# Problem to work on
Could you reproduce the entries exactly, omitting every picture?

***

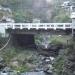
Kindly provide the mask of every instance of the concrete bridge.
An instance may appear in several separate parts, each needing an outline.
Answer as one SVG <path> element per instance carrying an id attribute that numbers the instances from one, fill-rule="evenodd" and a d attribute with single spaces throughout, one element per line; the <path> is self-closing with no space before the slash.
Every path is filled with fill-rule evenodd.
<path id="1" fill-rule="evenodd" d="M 6 32 L 11 34 L 15 46 L 34 45 L 34 36 L 40 33 L 65 35 L 66 32 L 71 33 L 72 29 L 75 29 L 72 23 L 0 23 L 0 32 L 3 36 L 6 36 Z"/>
<path id="2" fill-rule="evenodd" d="M 35 30 L 33 31 L 34 33 L 39 30 L 45 30 L 45 32 L 53 30 L 52 32 L 56 32 L 56 30 L 66 31 L 72 30 L 72 28 L 75 29 L 75 26 L 72 26 L 72 23 L 0 23 L 0 32 L 2 34 L 5 34 L 8 29 L 13 31 L 18 29 L 21 30 L 21 32 L 22 30 L 28 30 L 27 32 L 29 33 Z"/>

***

# Response
Kindly provide the mask of every instance of the concrete bridge.
An instance may appear in several separate parts, each needing an outline.
Answer as one SVG <path> element per instance carrying an id attribute that numbers the instances from one, fill-rule="evenodd" and a d attribute with single spaces throughout, one element per line; the <path> is self-closing with no space before the slash.
Every path is filled with fill-rule evenodd.
<path id="1" fill-rule="evenodd" d="M 6 32 L 11 34 L 15 46 L 34 45 L 34 36 L 40 33 L 65 35 L 66 32 L 71 33 L 72 29 L 75 29 L 72 23 L 0 23 L 0 32 L 3 36 L 6 36 Z"/>
<path id="2" fill-rule="evenodd" d="M 35 30 L 33 31 L 34 33 L 39 30 L 45 30 L 45 32 L 53 30 L 52 32 L 56 32 L 56 30 L 66 31 L 72 30 L 72 28 L 75 29 L 75 26 L 72 26 L 72 23 L 0 23 L 0 32 L 2 34 L 5 34 L 8 29 L 13 31 L 18 29 L 21 30 L 21 32 L 22 30 L 28 30 L 27 32 L 29 33 Z"/>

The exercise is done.